WRITTEN REQUEST:
The passage on forestry policy below describes a prognosis behind the 50-year limit on stewardship. List every change that this prognosis expected the indigenous cultural communities to undergo.

READING TEXT:
In fact, the thrust of the whole National Forestry Program (DENR„ 1991) is the economic development of forest plantations and agro-forestry estates by upland communities, government (GOs), and non-government organization (NGOs), and other enterpreneurs. The development and well-being of human communities who live in the uplands are expected to automatically follow the economic growth that will result from large-scale commercial activities in the heretofore unproductive and denuded uplands.

In this enterprise, man appears as a secondary, if not incidental, factor in the main goal, which is redressing the ecological imbalance between ” man vs. nature”. That man is seen as an antagonist of nature is a further indication of an underlying orientation of man as nature’s adversary. Certainly, the indigenous perception of nature is quite contrary to this.

The 50- year limitation on stewardship might have been based on a prognosis that in two generations the indigenous cultural communities would have been completely acculturated and transformed into Westernized and Christianized communities, living sedentarily in compact upland hamlets, using intensive rather than extensive farming methods, and planting trees instead of rice as their main crop. A hindsight of more than 100 years however, tells us that such a prognosis is far-fetched. It would take more carefully designed methods of intervention other than community organization and transfer technology, to induce and catalyze the acculturation process.

EXTRACTED INFORMATION:
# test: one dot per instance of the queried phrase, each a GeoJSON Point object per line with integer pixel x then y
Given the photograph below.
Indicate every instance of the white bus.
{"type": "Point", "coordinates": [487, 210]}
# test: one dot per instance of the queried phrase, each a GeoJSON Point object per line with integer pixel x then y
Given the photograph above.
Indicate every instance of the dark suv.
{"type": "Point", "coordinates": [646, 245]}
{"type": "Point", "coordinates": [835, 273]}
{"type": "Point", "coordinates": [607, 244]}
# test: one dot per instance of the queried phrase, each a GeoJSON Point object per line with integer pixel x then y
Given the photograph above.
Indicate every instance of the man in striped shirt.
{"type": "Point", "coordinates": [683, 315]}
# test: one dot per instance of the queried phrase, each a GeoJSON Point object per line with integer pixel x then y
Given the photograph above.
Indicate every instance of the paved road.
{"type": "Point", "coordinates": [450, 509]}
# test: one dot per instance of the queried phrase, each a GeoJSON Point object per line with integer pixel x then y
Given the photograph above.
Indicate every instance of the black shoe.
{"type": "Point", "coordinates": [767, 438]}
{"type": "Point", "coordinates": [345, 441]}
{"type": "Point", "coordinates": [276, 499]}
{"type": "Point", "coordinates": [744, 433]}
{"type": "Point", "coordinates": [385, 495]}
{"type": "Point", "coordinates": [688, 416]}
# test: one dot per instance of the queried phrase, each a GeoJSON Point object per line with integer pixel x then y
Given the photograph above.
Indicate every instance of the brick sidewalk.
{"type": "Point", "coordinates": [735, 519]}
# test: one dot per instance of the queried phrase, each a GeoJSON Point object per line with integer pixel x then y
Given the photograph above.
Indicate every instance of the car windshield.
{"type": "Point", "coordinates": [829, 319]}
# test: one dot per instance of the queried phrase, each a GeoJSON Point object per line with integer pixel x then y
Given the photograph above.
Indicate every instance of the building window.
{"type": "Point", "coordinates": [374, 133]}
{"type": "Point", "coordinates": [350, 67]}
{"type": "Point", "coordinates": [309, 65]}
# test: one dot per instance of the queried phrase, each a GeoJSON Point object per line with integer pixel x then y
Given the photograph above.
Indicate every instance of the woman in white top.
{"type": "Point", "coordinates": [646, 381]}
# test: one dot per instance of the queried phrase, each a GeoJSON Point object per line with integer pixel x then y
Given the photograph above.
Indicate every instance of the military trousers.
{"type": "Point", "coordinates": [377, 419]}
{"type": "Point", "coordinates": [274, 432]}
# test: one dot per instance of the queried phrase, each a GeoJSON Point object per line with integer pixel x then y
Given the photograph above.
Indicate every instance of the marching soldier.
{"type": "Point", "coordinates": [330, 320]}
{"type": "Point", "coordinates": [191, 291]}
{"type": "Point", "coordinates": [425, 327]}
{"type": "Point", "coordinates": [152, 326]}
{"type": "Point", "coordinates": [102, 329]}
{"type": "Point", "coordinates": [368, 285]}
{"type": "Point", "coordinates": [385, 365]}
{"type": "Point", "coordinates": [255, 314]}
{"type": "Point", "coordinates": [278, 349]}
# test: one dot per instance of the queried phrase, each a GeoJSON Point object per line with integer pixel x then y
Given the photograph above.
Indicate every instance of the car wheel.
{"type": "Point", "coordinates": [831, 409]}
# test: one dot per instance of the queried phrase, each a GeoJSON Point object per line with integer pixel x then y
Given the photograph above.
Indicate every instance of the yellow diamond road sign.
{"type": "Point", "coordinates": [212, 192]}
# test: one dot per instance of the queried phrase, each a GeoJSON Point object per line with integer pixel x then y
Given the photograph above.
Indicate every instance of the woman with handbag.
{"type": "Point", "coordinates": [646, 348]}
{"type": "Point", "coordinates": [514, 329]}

EXERCISE SOLUTION:
- Becoming completely acculturated
- Being transformed into Westernized and Christianized communities
- Living sedentarily in compact upland hamlets
- Using intensive rather than extensive farming methods
- Planting trees instead of rice as their main crop